[BEGIN]
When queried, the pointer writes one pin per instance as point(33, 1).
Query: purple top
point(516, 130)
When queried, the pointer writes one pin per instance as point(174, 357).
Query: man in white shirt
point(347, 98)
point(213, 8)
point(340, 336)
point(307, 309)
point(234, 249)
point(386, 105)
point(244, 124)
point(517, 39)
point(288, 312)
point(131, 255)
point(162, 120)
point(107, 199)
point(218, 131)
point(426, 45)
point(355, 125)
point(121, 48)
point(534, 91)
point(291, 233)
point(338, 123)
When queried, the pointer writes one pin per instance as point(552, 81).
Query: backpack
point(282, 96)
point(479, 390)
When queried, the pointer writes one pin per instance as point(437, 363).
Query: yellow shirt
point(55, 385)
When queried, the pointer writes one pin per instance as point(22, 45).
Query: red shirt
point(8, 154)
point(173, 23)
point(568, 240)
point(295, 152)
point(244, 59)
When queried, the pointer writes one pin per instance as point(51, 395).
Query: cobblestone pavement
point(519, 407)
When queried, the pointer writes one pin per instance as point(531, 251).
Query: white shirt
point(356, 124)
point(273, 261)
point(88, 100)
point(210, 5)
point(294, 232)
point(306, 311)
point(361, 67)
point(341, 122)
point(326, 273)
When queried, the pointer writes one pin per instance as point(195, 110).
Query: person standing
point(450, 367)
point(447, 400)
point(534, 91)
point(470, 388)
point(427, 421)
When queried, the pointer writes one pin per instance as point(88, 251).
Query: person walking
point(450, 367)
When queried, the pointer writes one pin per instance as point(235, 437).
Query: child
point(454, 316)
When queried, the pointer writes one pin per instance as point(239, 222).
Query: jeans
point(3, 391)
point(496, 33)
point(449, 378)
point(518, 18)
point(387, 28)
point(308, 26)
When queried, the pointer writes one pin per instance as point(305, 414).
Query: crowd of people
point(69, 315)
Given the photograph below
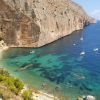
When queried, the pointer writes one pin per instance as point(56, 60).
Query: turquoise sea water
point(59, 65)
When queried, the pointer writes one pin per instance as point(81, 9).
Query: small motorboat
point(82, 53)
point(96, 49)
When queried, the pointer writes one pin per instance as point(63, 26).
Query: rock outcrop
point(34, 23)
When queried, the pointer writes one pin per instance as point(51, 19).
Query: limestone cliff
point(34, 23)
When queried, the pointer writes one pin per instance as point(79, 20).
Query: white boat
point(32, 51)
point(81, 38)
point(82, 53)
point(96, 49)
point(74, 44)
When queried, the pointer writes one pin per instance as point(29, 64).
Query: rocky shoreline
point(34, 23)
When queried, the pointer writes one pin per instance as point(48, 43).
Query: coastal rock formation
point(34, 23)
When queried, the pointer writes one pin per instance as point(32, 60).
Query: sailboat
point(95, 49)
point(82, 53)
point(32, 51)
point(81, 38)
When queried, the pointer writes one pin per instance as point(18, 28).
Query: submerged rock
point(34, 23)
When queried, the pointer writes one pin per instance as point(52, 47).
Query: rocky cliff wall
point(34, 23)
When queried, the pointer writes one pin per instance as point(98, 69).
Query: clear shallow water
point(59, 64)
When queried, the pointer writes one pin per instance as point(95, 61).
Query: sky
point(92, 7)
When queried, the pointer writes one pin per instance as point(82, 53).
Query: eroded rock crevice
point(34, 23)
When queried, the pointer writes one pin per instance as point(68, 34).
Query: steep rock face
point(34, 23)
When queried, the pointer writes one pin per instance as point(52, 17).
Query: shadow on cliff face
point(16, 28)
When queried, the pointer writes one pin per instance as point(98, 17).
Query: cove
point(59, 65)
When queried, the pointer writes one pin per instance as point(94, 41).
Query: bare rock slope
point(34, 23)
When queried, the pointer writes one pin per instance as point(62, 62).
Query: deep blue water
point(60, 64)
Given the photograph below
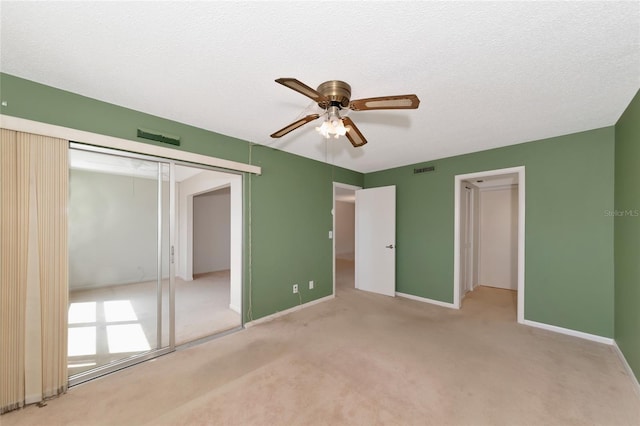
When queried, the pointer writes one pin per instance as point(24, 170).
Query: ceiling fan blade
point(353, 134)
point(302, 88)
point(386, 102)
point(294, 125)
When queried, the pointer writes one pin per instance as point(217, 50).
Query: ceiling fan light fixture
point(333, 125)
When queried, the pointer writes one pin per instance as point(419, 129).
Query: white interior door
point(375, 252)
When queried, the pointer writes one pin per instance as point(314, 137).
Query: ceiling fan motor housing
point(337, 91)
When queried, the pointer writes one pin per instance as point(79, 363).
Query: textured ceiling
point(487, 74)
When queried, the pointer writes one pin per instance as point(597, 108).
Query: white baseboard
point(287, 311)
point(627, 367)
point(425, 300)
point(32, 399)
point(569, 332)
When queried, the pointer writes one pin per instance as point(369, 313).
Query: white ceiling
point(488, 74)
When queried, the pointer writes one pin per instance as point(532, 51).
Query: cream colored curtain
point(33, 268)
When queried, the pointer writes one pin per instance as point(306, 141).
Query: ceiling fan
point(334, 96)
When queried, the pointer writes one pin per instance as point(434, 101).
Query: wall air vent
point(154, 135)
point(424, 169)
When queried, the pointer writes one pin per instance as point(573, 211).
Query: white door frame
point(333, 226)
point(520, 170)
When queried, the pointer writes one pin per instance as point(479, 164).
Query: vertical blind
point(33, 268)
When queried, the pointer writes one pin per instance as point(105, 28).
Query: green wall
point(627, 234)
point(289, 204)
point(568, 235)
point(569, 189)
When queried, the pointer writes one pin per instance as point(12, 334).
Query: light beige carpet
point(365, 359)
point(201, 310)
[END]
[BEGIN]
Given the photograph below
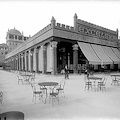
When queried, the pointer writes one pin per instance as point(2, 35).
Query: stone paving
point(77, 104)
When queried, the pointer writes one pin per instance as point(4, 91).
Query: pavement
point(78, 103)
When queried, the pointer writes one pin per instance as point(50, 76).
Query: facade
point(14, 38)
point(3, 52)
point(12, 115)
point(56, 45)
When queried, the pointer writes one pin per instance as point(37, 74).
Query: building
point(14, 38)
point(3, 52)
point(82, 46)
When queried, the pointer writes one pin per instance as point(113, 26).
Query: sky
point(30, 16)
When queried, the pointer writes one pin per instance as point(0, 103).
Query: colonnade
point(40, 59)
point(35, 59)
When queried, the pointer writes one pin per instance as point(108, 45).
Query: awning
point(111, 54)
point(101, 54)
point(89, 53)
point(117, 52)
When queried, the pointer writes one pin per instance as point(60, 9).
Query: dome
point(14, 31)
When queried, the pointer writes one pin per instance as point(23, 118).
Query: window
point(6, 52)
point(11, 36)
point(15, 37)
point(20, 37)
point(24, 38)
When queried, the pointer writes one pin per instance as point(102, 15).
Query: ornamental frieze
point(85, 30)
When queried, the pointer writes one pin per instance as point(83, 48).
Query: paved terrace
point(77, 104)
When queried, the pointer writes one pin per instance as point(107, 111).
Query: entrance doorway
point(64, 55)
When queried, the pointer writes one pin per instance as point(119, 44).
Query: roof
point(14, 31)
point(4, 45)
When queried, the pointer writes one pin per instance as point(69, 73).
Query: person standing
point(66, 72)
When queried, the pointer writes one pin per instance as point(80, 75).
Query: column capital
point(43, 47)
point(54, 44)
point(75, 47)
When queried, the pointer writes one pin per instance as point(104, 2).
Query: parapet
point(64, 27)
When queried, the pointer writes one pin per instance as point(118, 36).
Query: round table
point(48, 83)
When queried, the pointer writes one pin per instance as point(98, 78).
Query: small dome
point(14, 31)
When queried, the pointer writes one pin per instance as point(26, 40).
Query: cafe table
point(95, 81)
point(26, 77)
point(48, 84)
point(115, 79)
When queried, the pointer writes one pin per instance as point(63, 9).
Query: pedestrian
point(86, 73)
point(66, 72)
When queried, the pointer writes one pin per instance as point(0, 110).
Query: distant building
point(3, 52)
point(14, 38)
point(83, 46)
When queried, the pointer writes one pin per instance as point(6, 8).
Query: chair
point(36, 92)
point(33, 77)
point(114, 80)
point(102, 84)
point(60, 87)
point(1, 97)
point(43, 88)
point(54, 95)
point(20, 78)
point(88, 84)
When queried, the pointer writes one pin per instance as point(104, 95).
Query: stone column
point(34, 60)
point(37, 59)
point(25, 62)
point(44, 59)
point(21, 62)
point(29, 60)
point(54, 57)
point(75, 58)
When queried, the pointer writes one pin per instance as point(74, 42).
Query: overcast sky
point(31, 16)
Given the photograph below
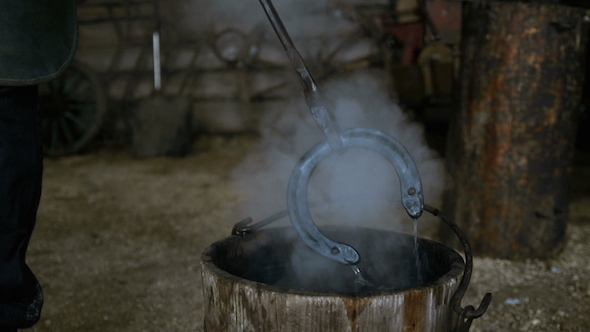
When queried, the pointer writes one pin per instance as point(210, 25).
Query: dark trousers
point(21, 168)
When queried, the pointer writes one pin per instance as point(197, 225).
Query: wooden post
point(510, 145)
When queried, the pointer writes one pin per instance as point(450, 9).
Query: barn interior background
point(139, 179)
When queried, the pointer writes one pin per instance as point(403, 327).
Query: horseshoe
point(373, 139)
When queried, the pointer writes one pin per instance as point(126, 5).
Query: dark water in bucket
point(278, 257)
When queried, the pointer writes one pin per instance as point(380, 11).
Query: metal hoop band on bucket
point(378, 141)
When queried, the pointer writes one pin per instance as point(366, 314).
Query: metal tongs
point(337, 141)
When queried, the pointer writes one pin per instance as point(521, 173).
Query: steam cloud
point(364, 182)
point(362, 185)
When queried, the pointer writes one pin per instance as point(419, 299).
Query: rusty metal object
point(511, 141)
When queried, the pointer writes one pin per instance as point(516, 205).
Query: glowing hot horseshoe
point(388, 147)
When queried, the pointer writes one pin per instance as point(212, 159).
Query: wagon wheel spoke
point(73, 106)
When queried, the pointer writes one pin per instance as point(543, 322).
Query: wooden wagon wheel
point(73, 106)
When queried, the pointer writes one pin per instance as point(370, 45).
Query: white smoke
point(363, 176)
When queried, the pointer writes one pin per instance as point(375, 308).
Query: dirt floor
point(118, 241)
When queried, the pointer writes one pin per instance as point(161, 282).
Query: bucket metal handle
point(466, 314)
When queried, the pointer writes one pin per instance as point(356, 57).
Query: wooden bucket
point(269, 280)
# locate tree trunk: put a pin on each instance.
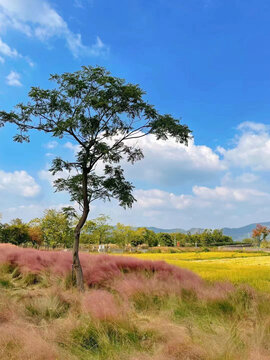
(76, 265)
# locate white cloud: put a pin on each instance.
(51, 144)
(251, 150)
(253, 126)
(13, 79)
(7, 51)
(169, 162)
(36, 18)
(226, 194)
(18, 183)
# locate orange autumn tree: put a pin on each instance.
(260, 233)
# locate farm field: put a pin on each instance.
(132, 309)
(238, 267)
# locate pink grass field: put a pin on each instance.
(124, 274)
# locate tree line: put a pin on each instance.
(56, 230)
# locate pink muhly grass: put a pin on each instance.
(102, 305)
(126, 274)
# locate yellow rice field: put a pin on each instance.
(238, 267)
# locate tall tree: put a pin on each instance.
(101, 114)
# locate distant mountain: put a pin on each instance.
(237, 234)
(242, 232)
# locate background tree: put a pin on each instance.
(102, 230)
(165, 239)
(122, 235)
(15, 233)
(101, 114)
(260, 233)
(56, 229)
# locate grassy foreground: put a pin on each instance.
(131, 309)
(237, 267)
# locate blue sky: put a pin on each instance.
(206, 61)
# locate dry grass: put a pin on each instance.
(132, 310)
[END]
[BEGIN]
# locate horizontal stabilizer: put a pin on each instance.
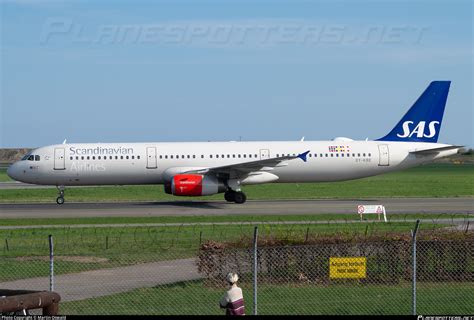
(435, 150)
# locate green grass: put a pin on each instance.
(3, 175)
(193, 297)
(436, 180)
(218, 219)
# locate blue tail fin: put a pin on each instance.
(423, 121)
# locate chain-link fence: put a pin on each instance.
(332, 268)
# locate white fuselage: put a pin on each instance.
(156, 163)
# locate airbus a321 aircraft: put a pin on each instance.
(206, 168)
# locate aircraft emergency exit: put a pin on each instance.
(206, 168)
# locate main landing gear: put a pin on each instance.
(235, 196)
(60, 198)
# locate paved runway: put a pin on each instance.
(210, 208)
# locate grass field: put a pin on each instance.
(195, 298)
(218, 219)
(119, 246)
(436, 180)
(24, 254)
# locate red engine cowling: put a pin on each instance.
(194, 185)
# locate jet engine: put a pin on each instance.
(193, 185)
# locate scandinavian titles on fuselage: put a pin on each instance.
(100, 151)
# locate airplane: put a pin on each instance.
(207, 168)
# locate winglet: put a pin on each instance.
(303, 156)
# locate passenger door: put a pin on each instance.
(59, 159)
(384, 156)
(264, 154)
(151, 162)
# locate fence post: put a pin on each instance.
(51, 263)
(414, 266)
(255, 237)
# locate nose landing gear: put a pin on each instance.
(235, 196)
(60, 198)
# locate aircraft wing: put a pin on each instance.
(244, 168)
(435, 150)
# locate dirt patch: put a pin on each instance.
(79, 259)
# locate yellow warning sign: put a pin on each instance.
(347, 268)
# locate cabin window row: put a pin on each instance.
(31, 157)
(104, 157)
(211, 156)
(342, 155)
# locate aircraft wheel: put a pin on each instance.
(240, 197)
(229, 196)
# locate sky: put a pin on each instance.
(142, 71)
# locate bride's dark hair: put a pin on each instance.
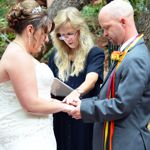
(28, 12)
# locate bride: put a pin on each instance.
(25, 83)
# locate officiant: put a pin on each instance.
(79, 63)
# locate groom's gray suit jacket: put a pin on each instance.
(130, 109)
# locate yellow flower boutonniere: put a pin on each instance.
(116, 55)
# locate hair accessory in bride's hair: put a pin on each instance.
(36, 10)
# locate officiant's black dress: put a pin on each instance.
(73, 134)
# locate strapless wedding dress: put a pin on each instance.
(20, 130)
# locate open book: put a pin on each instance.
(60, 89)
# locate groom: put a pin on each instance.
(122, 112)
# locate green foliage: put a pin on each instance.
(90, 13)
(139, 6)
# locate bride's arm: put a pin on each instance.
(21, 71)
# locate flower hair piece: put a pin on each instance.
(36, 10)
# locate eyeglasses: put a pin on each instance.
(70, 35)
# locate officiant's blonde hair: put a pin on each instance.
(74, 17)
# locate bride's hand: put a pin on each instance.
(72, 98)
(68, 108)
[END]
▸ WHAT IS REQUIRED
How many lines of the records above contain the word "bucket", with case counting? Give only the number.

▸ FINISHED ANSWER
4